Tasks to carry out
- 1) From the project summary, reproduce verbatim the passage from "Skip to main" to "Tracing of Pathogens)".
- 2) Name every commercial enterprise that the project summary lists as a partner in the consortium.

Provided text
##########

Skip to main content
European Commission logo print header

Next Generation Genome Based High Resolution Tracing of Pathogens

Periodic Report Summary 2 - PATHONGEN-TRACE (Next Generation Genome Based High Resolution Tracing of Pathogens)

Project Context and Objectives:
Next Generation Sequencing (NGS) has fundamentally altered genomic research. The rapid development of this technology has enhanced performance and reduced DNA sequencing costs, widening the spectrum of possible cost-effective applications. The high potential for ultra-fast and accurate molecular typing and diagnostics that NGS promises is being exploited in the medical diagnosis of pathogens. In this context, PathoNGen-Trace (PNGT) aims to develop Next Generation Sequencing and next generation DNA analysis tools into a highly efficient and effective technology for diagnostics and the high-resolution typing of microbial pathogens. An international consortium of leading experts in the field of clinical microbiology, such as the Muenster University, the University of Oxford, and the Research Center Borstel (scientific project coordinator), are working together in the project with well-known commercial enterprises in this area - Applied Maths NV, Genoscreen SAS, Piext BV, and Ridom GmbH.
Three pathogens are being used as models – Mycobacterium tuberculosis complex, methicillin-resistant Staphylococcus aureus (MRSA), and human-pathogenic Campylobacter species. All three pathogens are major causes of human disease worldwide, posing serious medical threats and important challenges for treatment and public health. One third of the world’s population is currently infected with tuberculosis (TB), with new infections occurring at a rate of about one per second globally. Although it remains latent in most cases, over nine million cases of active TB were reported in 2009, with about 1.7 million fatal cases. MRSA is the major cause of hospital-acquired infections, often affecting surgical intensive care units, burn centres, maternity wards and special care baby units. Finally, the pathogens of the genus Campylobacter (C. jejuni and C. coli) are the major causes of bacterial gastroenteritis in humans worldwide and are transmitted from animals to humans especially, but not exclusively, in retail food products. In Europe they are one of the main causes of bacterial intestinal infections, rising above the number of Salmonella infections for the first time in 2005. While classical genotyping has been applied to understand transmission and population structure of these pathogens, recent whole genome sequence (WGS) investigations showed the conventional approaches lack discriminatory power and do not reflect the full level of genome diversity.

##########

Extracted material
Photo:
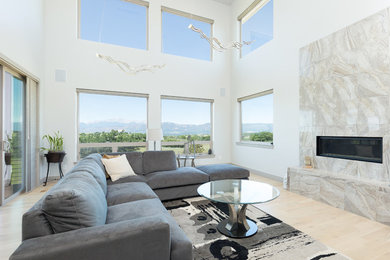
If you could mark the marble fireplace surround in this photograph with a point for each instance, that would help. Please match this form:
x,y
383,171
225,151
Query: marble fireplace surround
x,y
345,91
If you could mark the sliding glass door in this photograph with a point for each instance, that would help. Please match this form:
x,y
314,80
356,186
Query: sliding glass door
x,y
14,134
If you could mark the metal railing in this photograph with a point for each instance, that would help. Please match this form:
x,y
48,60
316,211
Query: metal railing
x,y
114,146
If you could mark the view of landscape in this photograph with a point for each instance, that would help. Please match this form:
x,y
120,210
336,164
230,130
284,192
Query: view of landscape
x,y
111,128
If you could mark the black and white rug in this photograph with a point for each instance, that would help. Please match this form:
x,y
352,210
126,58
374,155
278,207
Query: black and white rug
x,y
199,217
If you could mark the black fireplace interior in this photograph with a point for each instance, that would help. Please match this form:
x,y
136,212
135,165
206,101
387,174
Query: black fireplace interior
x,y
368,149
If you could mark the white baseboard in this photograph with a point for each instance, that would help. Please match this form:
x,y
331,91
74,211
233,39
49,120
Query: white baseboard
x,y
263,174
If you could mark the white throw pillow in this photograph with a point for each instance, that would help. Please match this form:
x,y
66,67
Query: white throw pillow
x,y
118,167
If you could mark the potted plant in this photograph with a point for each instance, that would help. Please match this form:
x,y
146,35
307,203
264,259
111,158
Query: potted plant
x,y
7,154
55,151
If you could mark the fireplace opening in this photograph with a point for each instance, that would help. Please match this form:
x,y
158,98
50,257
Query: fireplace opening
x,y
367,149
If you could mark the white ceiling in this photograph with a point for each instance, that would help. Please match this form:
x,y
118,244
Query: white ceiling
x,y
226,2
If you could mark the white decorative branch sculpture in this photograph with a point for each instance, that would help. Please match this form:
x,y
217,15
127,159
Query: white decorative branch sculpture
x,y
126,68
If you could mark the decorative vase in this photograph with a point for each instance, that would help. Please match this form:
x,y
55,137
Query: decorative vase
x,y
7,158
55,157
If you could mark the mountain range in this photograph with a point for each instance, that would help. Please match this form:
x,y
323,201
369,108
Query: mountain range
x,y
169,128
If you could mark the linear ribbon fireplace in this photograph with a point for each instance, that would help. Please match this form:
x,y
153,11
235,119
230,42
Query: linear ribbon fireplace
x,y
368,149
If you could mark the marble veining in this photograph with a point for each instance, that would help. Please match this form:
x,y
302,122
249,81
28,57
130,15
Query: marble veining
x,y
345,91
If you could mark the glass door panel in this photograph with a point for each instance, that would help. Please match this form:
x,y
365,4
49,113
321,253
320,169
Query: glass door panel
x,y
14,134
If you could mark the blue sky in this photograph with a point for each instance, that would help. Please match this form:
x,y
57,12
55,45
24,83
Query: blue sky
x,y
123,23
185,112
258,110
258,28
94,107
177,39
115,22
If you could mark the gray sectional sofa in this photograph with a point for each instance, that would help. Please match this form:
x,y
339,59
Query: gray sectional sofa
x,y
85,216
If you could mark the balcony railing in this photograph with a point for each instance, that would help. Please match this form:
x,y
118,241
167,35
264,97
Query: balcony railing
x,y
112,147
87,148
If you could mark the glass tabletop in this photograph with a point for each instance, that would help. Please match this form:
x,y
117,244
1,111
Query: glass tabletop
x,y
238,191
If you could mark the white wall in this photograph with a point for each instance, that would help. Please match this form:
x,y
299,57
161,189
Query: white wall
x,y
22,36
21,33
276,65
181,76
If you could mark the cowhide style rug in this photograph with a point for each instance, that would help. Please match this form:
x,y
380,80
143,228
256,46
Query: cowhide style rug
x,y
199,217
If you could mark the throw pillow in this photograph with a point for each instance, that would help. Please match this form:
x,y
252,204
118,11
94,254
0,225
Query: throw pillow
x,y
118,167
107,156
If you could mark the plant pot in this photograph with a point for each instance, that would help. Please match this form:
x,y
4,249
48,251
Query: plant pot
x,y
7,158
55,157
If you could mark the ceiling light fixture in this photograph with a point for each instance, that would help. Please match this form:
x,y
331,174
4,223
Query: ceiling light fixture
x,y
132,70
216,44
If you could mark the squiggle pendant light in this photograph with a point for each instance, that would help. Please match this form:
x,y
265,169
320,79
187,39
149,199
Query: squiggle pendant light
x,y
216,44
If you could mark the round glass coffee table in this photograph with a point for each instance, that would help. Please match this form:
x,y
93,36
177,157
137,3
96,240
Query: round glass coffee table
x,y
237,194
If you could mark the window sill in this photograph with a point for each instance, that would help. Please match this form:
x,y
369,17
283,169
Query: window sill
x,y
256,144
205,156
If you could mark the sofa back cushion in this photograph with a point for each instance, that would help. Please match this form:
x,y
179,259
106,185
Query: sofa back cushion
x,y
135,160
78,202
94,166
35,223
154,161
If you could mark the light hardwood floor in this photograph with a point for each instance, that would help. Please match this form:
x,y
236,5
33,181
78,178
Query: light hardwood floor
x,y
352,235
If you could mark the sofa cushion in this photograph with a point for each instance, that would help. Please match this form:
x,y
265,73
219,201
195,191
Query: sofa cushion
x,y
118,167
135,178
154,161
224,171
128,192
77,202
134,209
90,165
135,160
181,246
180,177
35,223
97,158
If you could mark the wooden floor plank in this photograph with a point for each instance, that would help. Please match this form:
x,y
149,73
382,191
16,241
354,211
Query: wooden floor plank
x,y
351,235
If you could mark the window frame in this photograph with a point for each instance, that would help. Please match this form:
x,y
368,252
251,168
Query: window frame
x,y
250,11
190,16
204,100
253,143
114,146
137,2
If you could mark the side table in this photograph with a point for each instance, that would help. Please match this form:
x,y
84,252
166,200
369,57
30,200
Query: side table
x,y
54,157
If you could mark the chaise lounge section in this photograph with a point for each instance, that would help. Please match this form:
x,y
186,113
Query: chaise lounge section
x,y
85,216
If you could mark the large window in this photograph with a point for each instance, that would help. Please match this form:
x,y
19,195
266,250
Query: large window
x,y
119,22
185,120
111,122
257,25
257,118
178,39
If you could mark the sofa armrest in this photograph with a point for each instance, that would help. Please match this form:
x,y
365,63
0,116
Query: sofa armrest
x,y
137,239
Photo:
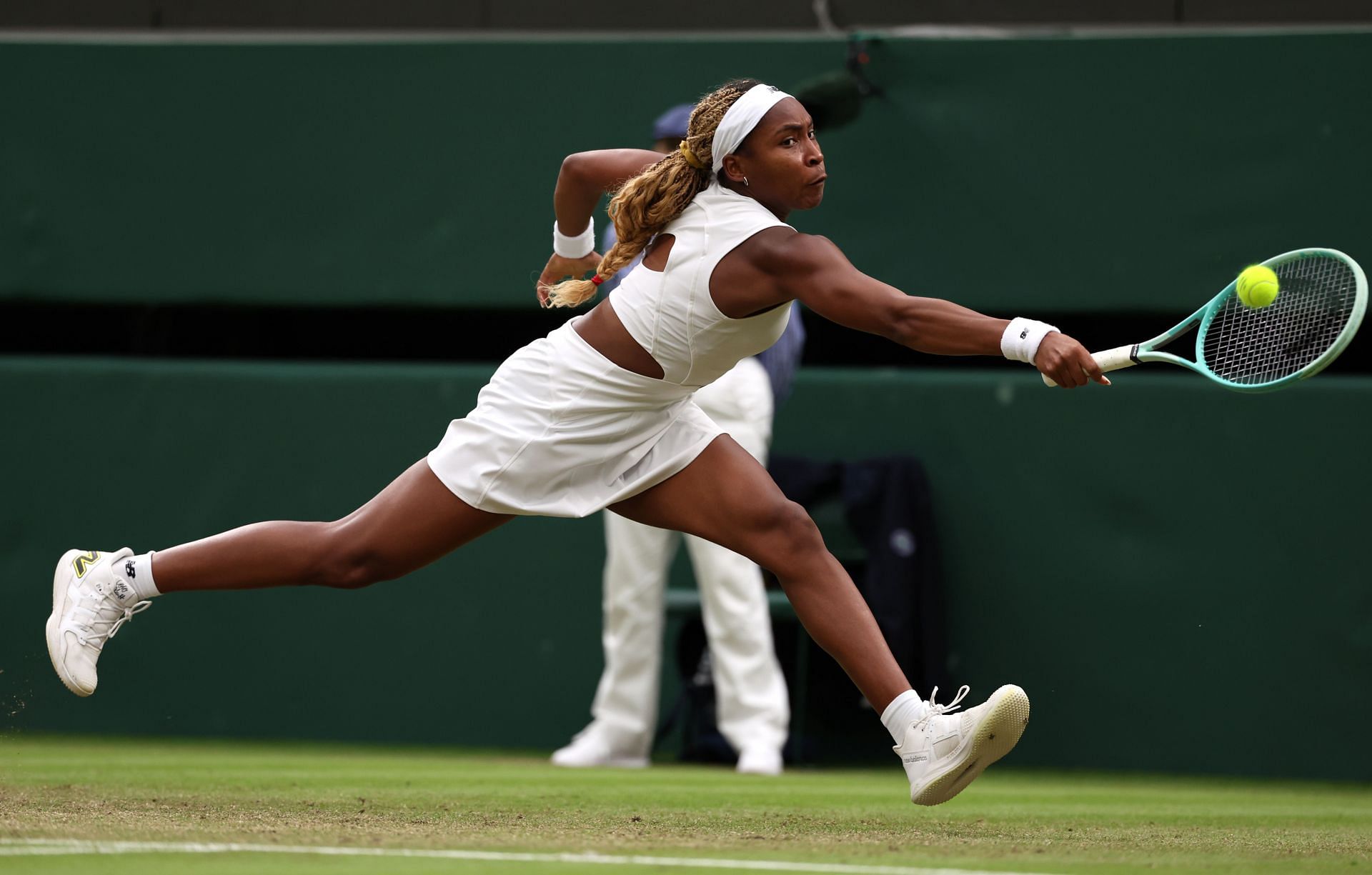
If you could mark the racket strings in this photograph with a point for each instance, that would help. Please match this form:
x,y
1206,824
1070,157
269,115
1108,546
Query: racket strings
x,y
1252,346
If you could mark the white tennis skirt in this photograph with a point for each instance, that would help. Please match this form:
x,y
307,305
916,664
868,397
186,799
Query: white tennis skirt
x,y
562,431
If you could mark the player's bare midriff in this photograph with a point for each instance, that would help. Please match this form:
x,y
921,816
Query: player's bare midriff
x,y
607,334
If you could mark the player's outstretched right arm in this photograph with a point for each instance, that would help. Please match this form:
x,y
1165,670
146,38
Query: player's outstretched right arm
x,y
815,271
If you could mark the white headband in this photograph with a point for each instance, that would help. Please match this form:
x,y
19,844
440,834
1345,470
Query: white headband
x,y
741,119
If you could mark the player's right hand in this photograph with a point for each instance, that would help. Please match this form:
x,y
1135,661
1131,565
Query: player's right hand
x,y
1066,362
560,269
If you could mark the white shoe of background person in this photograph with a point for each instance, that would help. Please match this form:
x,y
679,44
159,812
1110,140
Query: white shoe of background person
x,y
943,754
759,761
89,604
599,746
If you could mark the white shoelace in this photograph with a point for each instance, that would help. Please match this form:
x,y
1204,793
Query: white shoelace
x,y
936,709
86,633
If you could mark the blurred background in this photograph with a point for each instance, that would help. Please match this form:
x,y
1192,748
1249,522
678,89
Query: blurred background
x,y
256,256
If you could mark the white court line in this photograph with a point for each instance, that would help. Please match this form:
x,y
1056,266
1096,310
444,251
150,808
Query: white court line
x,y
52,846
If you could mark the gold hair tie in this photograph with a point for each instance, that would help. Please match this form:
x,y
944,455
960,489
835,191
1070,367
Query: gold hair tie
x,y
690,156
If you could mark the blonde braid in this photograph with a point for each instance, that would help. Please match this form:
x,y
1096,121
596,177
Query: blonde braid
x,y
657,195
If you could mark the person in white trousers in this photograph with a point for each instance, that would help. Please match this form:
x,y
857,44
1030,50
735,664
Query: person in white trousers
x,y
752,704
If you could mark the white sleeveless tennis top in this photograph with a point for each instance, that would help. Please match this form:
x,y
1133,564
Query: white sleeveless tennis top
x,y
671,314
563,431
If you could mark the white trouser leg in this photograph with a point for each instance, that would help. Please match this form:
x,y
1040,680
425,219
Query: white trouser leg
x,y
751,691
635,578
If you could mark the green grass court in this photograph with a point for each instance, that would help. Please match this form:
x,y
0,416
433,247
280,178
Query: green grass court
x,y
685,818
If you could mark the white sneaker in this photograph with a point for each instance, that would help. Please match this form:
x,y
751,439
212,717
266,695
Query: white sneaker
x,y
596,746
89,604
945,754
759,761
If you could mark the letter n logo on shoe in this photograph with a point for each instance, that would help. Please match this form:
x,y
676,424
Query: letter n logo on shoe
x,y
83,563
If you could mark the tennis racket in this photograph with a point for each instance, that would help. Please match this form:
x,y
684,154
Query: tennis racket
x,y
1319,308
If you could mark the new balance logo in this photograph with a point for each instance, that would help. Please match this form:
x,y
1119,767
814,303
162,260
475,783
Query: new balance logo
x,y
83,563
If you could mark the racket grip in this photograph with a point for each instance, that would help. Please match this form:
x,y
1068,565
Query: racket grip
x,y
1110,360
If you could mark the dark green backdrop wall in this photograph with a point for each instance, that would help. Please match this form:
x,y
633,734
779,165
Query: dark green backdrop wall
x,y
1009,173
1164,566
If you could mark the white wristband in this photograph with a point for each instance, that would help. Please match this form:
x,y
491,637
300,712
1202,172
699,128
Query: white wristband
x,y
580,246
1023,336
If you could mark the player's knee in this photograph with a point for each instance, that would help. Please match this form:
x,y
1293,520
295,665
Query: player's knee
x,y
792,532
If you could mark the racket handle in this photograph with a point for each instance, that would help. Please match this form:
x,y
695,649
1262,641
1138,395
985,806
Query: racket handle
x,y
1110,360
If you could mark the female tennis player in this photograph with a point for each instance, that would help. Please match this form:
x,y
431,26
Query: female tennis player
x,y
600,414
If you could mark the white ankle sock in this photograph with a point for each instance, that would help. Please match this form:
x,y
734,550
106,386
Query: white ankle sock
x,y
903,711
137,572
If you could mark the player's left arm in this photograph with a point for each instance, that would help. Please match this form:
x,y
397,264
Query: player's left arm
x,y
817,272
581,181
586,176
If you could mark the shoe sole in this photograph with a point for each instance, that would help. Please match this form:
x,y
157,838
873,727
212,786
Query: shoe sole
x,y
54,629
998,733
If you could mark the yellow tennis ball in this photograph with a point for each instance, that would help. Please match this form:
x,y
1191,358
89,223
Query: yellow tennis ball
x,y
1257,286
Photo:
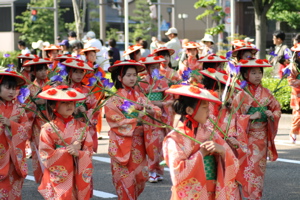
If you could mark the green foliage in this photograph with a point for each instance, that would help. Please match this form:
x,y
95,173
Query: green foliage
x,y
283,95
286,11
145,25
42,28
216,13
12,59
112,33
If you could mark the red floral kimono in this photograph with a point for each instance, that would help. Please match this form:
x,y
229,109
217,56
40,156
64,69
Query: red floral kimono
x,y
13,167
260,141
155,92
36,129
192,178
294,82
89,104
126,145
170,74
65,176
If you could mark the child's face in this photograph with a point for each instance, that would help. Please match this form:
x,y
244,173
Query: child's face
x,y
7,94
202,112
254,75
77,75
41,74
191,52
66,108
152,67
130,77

##########

Task-by-task answers
- 1)
Skip to main content
European Commission logo print header

Next Generation Genome Based High Resolution Tracing of Pathogens

Periodic Report Summary 2 - PATHONGEN-TRACE (Next Generation Genome Based High Resolution Tracing of Pathogens)

- 2) Applied Maths NV, Genoscreen SAS, Piext BV, Ridom GmbH